Please rewrite the records below with "most helpful" replaced by "very useful" everywhere and all other text unchanged, leaving out the pictures.
----------
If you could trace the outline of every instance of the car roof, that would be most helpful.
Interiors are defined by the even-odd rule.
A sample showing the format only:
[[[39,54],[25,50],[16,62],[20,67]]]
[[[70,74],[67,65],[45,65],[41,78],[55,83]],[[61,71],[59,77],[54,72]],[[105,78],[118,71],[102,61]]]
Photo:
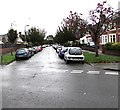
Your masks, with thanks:
[[[73,49],[73,48],[81,49],[80,47],[68,47],[68,49]]]

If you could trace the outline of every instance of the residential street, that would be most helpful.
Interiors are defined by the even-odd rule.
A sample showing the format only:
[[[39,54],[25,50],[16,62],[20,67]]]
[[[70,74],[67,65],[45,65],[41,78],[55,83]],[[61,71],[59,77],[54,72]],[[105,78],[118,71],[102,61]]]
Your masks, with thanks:
[[[118,107],[118,72],[66,64],[52,47],[0,71],[2,108]]]

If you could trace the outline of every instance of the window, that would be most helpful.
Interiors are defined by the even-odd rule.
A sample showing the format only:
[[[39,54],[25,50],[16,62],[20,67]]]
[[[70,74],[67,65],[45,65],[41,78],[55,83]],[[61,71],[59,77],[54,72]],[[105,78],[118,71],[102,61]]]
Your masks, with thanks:
[[[109,41],[110,42],[116,42],[116,35],[110,35]]]
[[[113,42],[115,42],[115,35],[113,35]]]
[[[105,43],[107,43],[107,36],[105,36]]]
----------
■ Final result
If you could trace the outline of every instance of the car roof, that would be very useful.
Interiors are defined by the even-odd rule.
A sample showing the format only:
[[[39,54],[25,50],[16,62],[20,67]]]
[[[70,74],[67,65],[45,65],[41,78],[55,83]],[[61,71],[59,77],[54,72]],[[105,78],[118,71],[102,61]]]
Photo:
Your masks, with thanks:
[[[73,49],[73,48],[81,49],[80,47],[68,47],[68,49]]]

If you could trace the outline of every instance of the residential street, that would be very useful.
Interiors are defined by the even-odd rule.
A sample showing the format only:
[[[39,54],[25,50],[16,62],[20,67]]]
[[[70,74],[67,65],[45,65],[41,78],[55,83]],[[61,71],[59,77],[54,72]],[[105,78],[118,71],[102,61]]]
Your masks, with thanks:
[[[118,107],[118,72],[66,64],[52,47],[0,71],[2,108]]]

If you could trace the outline of every instance of the window, that would be very useful.
Interiors are defined by the even-odd rule.
A sample showing the format only:
[[[39,54],[25,50],[16,62],[20,67]]]
[[[70,74],[67,65],[45,65],[41,78],[55,83]],[[61,71],[59,77],[54,72]],[[105,78],[118,71],[102,61]]]
Your masks, with thanks:
[[[109,41],[110,42],[116,42],[116,35],[110,35]]]
[[[113,42],[115,42],[115,35],[113,35]]]
[[[105,43],[107,43],[107,36],[105,36]]]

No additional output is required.